# [Was zu tun ist]
Prüfe, ob die folgenden drei Aussagen mit dem Artikel über den Amphetamin-Konsum in Saarbrücken übereinstimmen, und belege jedes Ja oder Nein mit den entscheidenden Worten des Artikels als wörtlichem Zitat. 1. Die Studie erklärt, warum so viele Amphetamin-Rückstände in das Saarbrücker Abwasser gelangen. 2. Ein Jahr vor der jüngsten Messung lag der Amphetamin-Konsum bei 242 Milligramm. 3. Berlin steht im Europavergleich vor Dortmund.

# [Ausgangstext]
┌────────

Neue Studie Ist Saarbrücken Europas Drogen-Hauptstadt?

Saarbrücken · Die Landeshauptstadt liegt bei einer Untersuchung zu Amphetamin-Konsum auf Platz eins. Der Sicherheitsdezernent kritisiert die Studie.

 Der Konsum von Aufputschmitteln hat sich in Saarbrücken binnen eines Jahres erhöht, so das Ergebnis einer neuen Untersuchung der Europäischen Beobachtungsstelle für Drogen und Drogensucht.

Der Konsum von Aufputschmitteln hat sich in Saarbrücken binnen eines Jahres erhöht, so das Ergebnis einer neuen Untersuchung der Europäischen Beobachtungsstelle für Drogen und Drogensucht.

Foto: picture alliance / dpa/Thomas Lehmann

Nach der jüngsten Wasserstudie der Europäischen Beobachtungsstelle für Drogen und Drogensucht hat sich der Konsum von Amphetaminen (Aufputschmitteln) in Saarbrücken binnen eines Jahres erhöht. Dabei kontrollierten die Experten, wie stark die Abwässer mit entsprechenden Rückständen belastet sind. Dann zogen sie im Vergleich zur Einwohnerzahl Rückschlüsse auf den Konsum. Auf 1000 Personen kam demnach pro Tag ein Amphetamin-Konsum von rund 407 Milligramm (ein Jahr zuvor waren es 242 Milligramm). Warum so viele Amphetamin-Rückstände in Saarbrücker Abwässer gelangen, darüber gibt die Studie keine Auskunft.

Bereits 2018 nahm die saarländische Landeshauptstadt im Europavergleich auf dem damals dritten Rang eine Spitzenposition ein. Innerhalb eines Jahres rückte die Stadt sogar auf den unrühmlichen ersten Platz vor. Dahinter folgen mit Abstand die isländische Hauptstadt Reykjavik und Oslo (Norwegen). Die nächsten deutschen Städte sind im Europavergleich Dortmund auf dem zehnten Platz sowie Berlin auf dem elften.

└────────

# [Gezeigte Daten]
┌────────

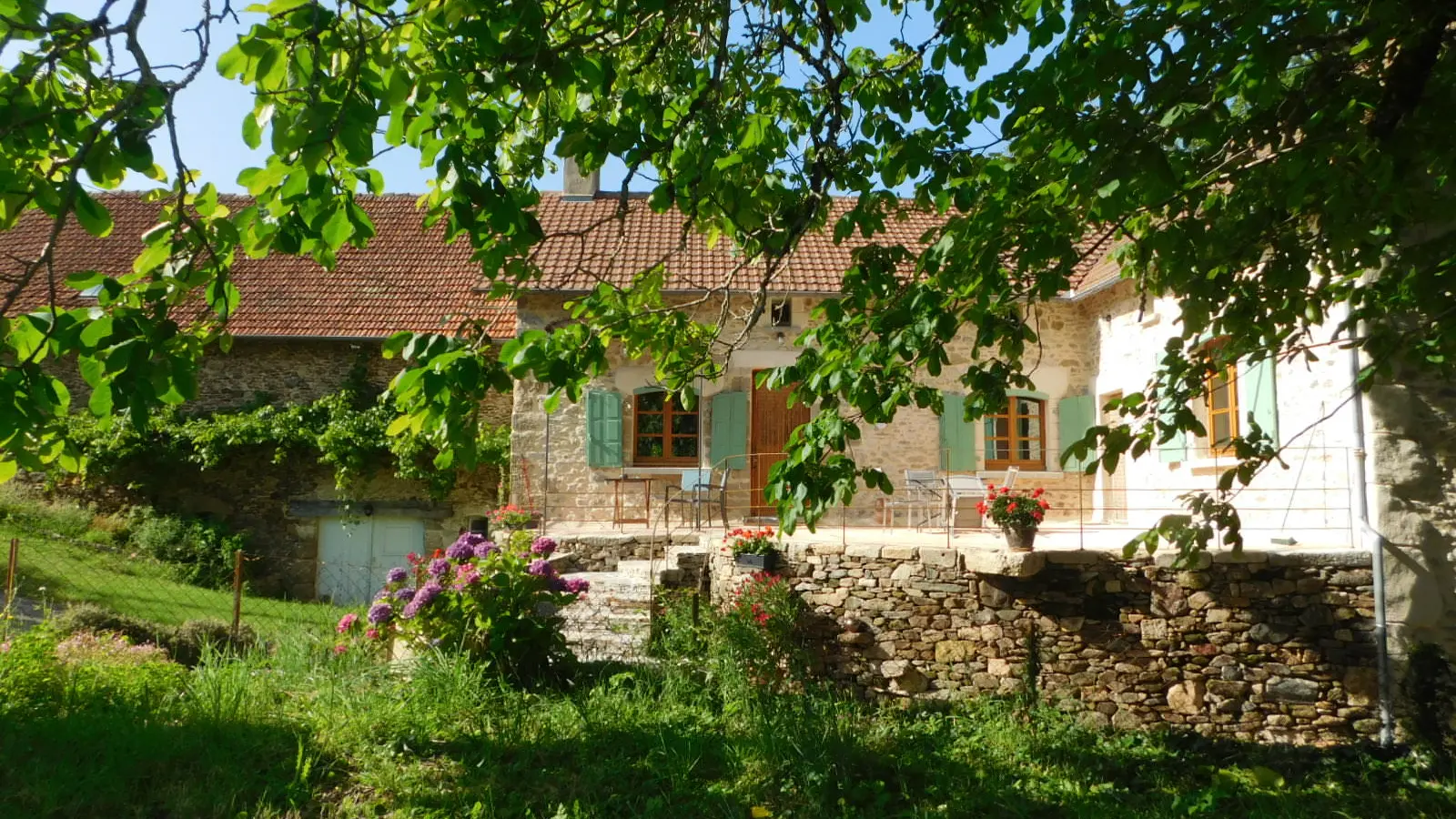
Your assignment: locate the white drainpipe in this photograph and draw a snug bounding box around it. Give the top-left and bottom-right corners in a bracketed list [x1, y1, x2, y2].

└────────
┌────────

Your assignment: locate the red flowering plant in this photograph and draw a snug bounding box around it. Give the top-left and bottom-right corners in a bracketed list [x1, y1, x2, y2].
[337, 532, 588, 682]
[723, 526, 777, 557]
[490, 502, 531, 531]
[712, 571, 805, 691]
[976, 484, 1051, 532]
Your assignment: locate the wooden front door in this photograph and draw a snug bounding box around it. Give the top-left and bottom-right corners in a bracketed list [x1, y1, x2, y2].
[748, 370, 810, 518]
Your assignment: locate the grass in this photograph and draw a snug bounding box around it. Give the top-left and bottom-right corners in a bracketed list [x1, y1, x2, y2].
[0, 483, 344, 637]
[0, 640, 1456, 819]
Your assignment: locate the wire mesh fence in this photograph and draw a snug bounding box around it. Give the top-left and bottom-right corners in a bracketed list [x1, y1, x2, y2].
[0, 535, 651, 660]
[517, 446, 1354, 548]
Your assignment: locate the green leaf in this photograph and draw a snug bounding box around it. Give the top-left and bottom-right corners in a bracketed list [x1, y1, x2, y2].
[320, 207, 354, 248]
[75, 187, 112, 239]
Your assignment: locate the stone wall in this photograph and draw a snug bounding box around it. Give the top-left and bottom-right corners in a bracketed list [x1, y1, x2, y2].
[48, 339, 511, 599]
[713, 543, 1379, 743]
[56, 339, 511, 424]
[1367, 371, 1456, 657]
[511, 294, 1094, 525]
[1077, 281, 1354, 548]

└────────

# [Lösung]
1. Nein: „Warum so viele Amphetamin-Rückstände in Saarbrücker Abwässer gelangen, darüber gibt die Studie keine Auskunft.“
2. Ja: „(ein Jahr zuvor waren es 242 Milligramm)“
3. Nein: „Dortmund auf dem zehnten Platz sowie Berlin auf dem elften“